▶ [PROBLEM REQUIREMENTS]:
Search the data below for "wooden"; list each line that holds it.

[Natural language region descriptions]
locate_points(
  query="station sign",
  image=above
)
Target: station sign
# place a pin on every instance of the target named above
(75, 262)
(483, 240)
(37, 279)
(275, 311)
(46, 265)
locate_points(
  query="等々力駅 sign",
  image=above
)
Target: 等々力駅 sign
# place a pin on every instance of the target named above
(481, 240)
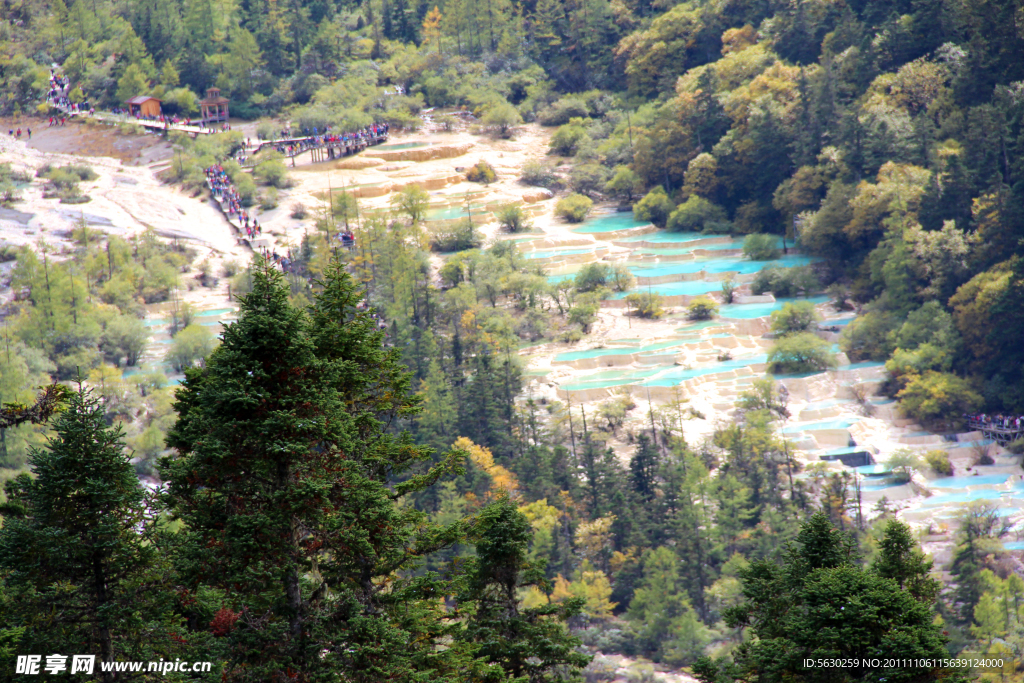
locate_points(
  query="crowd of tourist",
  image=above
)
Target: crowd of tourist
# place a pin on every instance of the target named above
(1008, 422)
(316, 138)
(230, 201)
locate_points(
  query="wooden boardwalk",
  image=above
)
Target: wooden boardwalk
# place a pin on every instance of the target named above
(997, 433)
(318, 152)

▶ [FINISHED EXERCISE]:
  query="wooden boardwalk",
Target: wooden boardwalk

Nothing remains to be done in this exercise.